**What you will do**
1. Answer these questions using the passage on Makati and Cubao:
(a) How many hectares of land could the Araneta group carve out?
(b) In what year did Jejomar Binay come to power?
(c) What was Makati's population by 2010?
2. Resume the passage on Makati and Cubao from its last sentence.

**Selected text**
_____

The Ayalas had about 1,000 hectares of contiguous land compared to a mere 35 hectares that the Araneta group could carve out of former government and military land in their wilder side of town. Although both centers would be ringed by squatter colonies and urban eyesores, the former had more elbow room and opportunities for wealth-creation and good living amid third world squalor. Cubao would be slowly but surely strangulated by the fatal combination of traffic gridlock and human riff-raff before it could realize its full potential.
More important was the political peace and stability that was required to avoid the tragic fate of Quiapo and Binondo. The Ayalas early on struck a feudal concordat with wily Makati politicians who kept the poor side of town out of sight of the American-style business enclave and gated upper-class subdivisions they were building to draw the top corporations away from the Escolta, and the rich and famous families from the well-heeled quarters of Ermita, Malate, New Manila and Pasay.
From Jose Villena to Max Estrella to Nemesio Yabut formed a reliable line of Makati mayors who caused little trouble and guaranteed a long period of peace and prosperity for the Ayalas. In 1986, following the Edsa revolt, Jejomar Binay came to power; his dynasty would last for the next 20 years, largely because he and the Ayalas managed to come to terms about turning Makati into the clear alternative to Quiapo and the just-risen but highly vulnerable Cubao empire of the Aranetas.
But while it lasted, Cubao’s heyday was glorious and heady, if not all too brief and patchy. For one thing, the Aranetas hardly controlled the Amoranto machine that ruled Quezon City with an iron fist well into the martial law years. Succeeding overlords like the Rodriguezes, Simons, Mathays and Belmontes would turn out as impervious to Cubao’s pious wishes, much less dictation.
Makati’s territory was too small to absorb the growing armies of the poor, economic refugees from the provinces, who found more hospitable ground in Quezon City. With its huge and largely empty land area equivalent to a small province, the latter would displace Manila as the squatter capital of the Philippines. It comes as no surprise that by 2010, Makati’s 500,000 population would be dwarfed by its rival’s some three million residents, mostly poor or low-income.

_____

(Stored data entries)

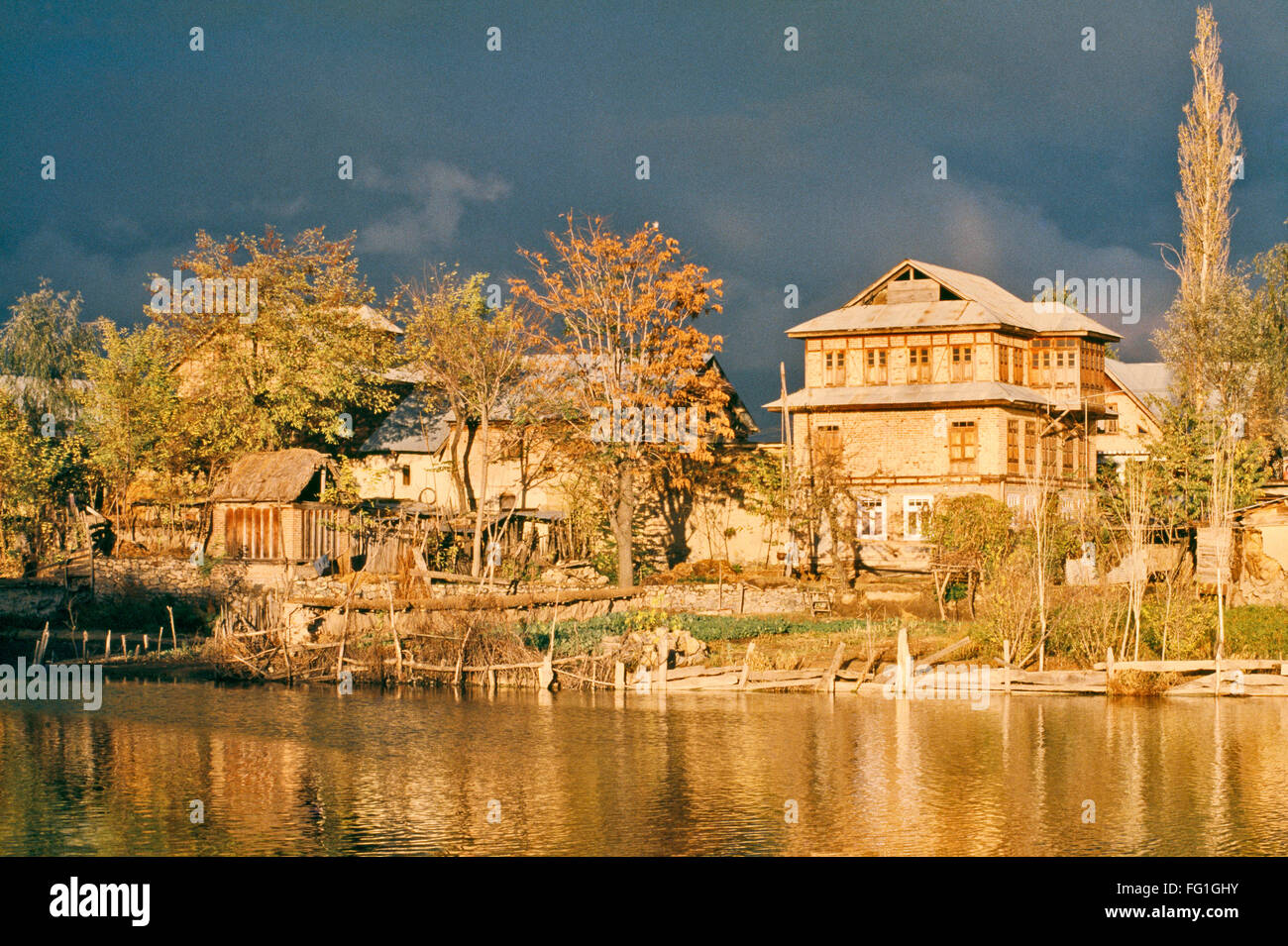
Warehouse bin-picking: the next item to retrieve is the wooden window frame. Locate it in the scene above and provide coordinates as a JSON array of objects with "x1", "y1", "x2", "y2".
[
  {"x1": 903, "y1": 495, "x2": 935, "y2": 542},
  {"x1": 948, "y1": 421, "x2": 979, "y2": 476}
]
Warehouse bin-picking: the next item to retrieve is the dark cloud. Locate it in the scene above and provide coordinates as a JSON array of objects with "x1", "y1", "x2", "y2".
[{"x1": 0, "y1": 0, "x2": 1288, "y2": 430}]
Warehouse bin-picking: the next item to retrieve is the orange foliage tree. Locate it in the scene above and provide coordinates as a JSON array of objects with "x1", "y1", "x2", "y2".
[{"x1": 510, "y1": 212, "x2": 730, "y2": 586}]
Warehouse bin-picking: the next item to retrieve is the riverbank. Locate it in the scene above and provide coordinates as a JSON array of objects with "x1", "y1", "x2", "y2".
[{"x1": 10, "y1": 558, "x2": 1288, "y2": 696}]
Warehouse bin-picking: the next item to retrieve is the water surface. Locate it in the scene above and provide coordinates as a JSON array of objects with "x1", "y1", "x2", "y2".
[{"x1": 0, "y1": 681, "x2": 1288, "y2": 855}]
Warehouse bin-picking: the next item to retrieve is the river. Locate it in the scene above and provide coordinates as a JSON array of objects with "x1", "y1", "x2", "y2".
[{"x1": 0, "y1": 681, "x2": 1288, "y2": 855}]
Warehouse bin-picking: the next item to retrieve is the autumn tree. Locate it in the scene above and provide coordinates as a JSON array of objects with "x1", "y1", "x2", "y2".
[
  {"x1": 403, "y1": 269, "x2": 544, "y2": 576},
  {"x1": 510, "y1": 212, "x2": 730, "y2": 586},
  {"x1": 78, "y1": 319, "x2": 187, "y2": 516},
  {"x1": 146, "y1": 228, "x2": 394, "y2": 470}
]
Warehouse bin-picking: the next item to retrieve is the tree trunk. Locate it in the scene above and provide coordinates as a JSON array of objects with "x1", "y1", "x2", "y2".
[
  {"x1": 613, "y1": 460, "x2": 635, "y2": 588},
  {"x1": 471, "y1": 410, "x2": 488, "y2": 578}
]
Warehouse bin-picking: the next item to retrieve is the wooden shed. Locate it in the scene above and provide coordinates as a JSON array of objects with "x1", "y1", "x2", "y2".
[{"x1": 207, "y1": 448, "x2": 358, "y2": 563}]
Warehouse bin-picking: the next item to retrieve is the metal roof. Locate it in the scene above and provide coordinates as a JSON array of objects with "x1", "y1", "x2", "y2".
[{"x1": 787, "y1": 259, "x2": 1122, "y2": 340}]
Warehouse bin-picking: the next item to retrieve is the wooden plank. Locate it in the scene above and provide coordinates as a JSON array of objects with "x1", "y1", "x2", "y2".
[
  {"x1": 738, "y1": 641, "x2": 756, "y2": 689},
  {"x1": 288, "y1": 588, "x2": 644, "y2": 615},
  {"x1": 917, "y1": 637, "x2": 971, "y2": 664},
  {"x1": 818, "y1": 641, "x2": 845, "y2": 692},
  {"x1": 1091, "y1": 659, "x2": 1282, "y2": 674}
]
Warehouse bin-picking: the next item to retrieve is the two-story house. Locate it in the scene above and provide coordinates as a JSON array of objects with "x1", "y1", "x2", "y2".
[{"x1": 765, "y1": 260, "x2": 1121, "y2": 560}]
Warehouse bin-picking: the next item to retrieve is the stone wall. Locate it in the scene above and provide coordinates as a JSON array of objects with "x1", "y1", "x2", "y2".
[{"x1": 94, "y1": 558, "x2": 286, "y2": 603}]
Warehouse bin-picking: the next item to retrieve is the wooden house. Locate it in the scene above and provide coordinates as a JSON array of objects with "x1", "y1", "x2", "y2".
[
  {"x1": 765, "y1": 259, "x2": 1121, "y2": 568},
  {"x1": 206, "y1": 448, "x2": 357, "y2": 563}
]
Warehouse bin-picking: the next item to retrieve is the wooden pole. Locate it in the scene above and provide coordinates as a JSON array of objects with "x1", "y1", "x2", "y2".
[
  {"x1": 386, "y1": 584, "x2": 401, "y2": 688},
  {"x1": 738, "y1": 641, "x2": 756, "y2": 689},
  {"x1": 1002, "y1": 641, "x2": 1012, "y2": 693},
  {"x1": 818, "y1": 641, "x2": 862, "y2": 692},
  {"x1": 894, "y1": 627, "x2": 912, "y2": 696}
]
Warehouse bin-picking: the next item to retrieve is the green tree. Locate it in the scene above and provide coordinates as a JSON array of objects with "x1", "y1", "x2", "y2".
[
  {"x1": 0, "y1": 279, "x2": 91, "y2": 430},
  {"x1": 404, "y1": 270, "x2": 542, "y2": 576},
  {"x1": 146, "y1": 228, "x2": 395, "y2": 473}
]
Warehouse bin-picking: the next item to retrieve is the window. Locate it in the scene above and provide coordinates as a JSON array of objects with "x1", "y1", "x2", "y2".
[
  {"x1": 814, "y1": 423, "x2": 841, "y2": 460},
  {"x1": 823, "y1": 352, "x2": 845, "y2": 387},
  {"x1": 903, "y1": 495, "x2": 931, "y2": 542},
  {"x1": 859, "y1": 495, "x2": 885, "y2": 539},
  {"x1": 863, "y1": 349, "x2": 886, "y2": 384},
  {"x1": 909, "y1": 348, "x2": 930, "y2": 384},
  {"x1": 948, "y1": 421, "x2": 978, "y2": 473}
]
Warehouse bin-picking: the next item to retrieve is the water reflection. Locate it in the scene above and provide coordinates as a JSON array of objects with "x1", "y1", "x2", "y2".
[{"x1": 0, "y1": 683, "x2": 1288, "y2": 855}]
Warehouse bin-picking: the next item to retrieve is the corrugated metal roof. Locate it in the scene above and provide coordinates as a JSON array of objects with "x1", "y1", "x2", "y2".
[
  {"x1": 787, "y1": 259, "x2": 1122, "y2": 339},
  {"x1": 1105, "y1": 358, "x2": 1172, "y2": 405},
  {"x1": 358, "y1": 390, "x2": 452, "y2": 453},
  {"x1": 764, "y1": 381, "x2": 1068, "y2": 410}
]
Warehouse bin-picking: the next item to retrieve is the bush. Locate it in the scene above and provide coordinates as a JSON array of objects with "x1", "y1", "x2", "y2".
[{"x1": 930, "y1": 495, "x2": 1014, "y2": 579}]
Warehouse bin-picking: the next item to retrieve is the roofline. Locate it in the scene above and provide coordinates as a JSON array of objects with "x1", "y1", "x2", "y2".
[
  {"x1": 1105, "y1": 358, "x2": 1163, "y2": 423},
  {"x1": 804, "y1": 257, "x2": 1124, "y2": 341},
  {"x1": 841, "y1": 257, "x2": 926, "y2": 309},
  {"x1": 786, "y1": 324, "x2": 1122, "y2": 341},
  {"x1": 761, "y1": 388, "x2": 1118, "y2": 416}
]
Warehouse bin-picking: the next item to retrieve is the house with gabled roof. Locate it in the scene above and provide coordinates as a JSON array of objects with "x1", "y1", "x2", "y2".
[
  {"x1": 1095, "y1": 358, "x2": 1172, "y2": 469},
  {"x1": 765, "y1": 259, "x2": 1121, "y2": 564}
]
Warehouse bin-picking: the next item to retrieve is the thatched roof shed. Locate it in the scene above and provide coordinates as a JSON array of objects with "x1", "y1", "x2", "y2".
[{"x1": 210, "y1": 447, "x2": 336, "y2": 502}]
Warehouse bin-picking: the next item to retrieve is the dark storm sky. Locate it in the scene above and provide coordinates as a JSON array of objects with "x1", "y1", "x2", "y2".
[{"x1": 0, "y1": 0, "x2": 1288, "y2": 430}]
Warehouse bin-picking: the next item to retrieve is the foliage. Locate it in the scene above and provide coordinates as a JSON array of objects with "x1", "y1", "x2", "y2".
[
  {"x1": 145, "y1": 228, "x2": 393, "y2": 469},
  {"x1": 1149, "y1": 400, "x2": 1269, "y2": 525},
  {"x1": 403, "y1": 269, "x2": 544, "y2": 576},
  {"x1": 0, "y1": 279, "x2": 91, "y2": 429},
  {"x1": 321, "y1": 457, "x2": 362, "y2": 506},
  {"x1": 928, "y1": 494, "x2": 1014, "y2": 580}
]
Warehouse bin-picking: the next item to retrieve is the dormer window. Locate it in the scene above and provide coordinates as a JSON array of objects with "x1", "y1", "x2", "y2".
[
  {"x1": 863, "y1": 349, "x2": 886, "y2": 384},
  {"x1": 823, "y1": 350, "x2": 845, "y2": 387}
]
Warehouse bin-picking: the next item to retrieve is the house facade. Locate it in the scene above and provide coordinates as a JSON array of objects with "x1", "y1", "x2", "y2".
[{"x1": 765, "y1": 260, "x2": 1121, "y2": 567}]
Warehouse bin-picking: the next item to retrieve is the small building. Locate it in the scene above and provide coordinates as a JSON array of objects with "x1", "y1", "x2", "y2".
[
  {"x1": 1092, "y1": 358, "x2": 1172, "y2": 470},
  {"x1": 206, "y1": 448, "x2": 356, "y2": 563}
]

_____

**Answer list**
1.
(a) 35 hectares
(b) 1986
(c) 500,000

2.
Makati would come out the nation’s richest city per capita and always envied for its 21st century infrastructure and social services. It would also serve as a powerful base for Jejomar Binay, now the nation’s Vice President. (A little footnote: Binay unexpectedly beat Mar Roxas for the number two slot in 2010; the two could have a rematch for the presidency in 2016 — another case, some observers say, of Cubao and Makati being engaged in another epic battle, but this time with far greater consequences.)
Planned development enabled Makati’s triumph at the expense of freewheeling Cubao, which sat in the middle of helter-skelter urban sprawl that could only put a low ceiling to its commercial value. Ayala Center seized the initiative by limiting growth to its specifications and keeping riff-raff off its territory. Shrewd forward planning led the group to buy into Alabang and Fort Bonifacio, thus preempting would-be competitors in the future.
The Cubao Period, if we have to call it that, begins and ends with the coliseum that first put it on the map. Since March 1960, it has been the venue of choice for boxing championship fights, basketball and cockfighting tournaments, beauty pageants ad nauseam, musical shows featuring foreign artists, and political conventions.
Don Amading’s populist thrust always sharply contrasted with the Ayalas’ unabashed pandering to the upwardly mobile and elite crowd. Low coliseum admission prices (one peso for a decade or so) kept lower and middle class crowds flocking to Cubao.
As a UP student of the mid-Sixties, I was a silent witness to the rise of Cubao and the unfolding of its glory days. I was never into boxing or Miss Universe. My pleasant memories hark back to Holiday on Ice and a good number of concerts of foreign artists like Matt Monro, Neil Sedaka, Jack Jones and the Everly Brothers.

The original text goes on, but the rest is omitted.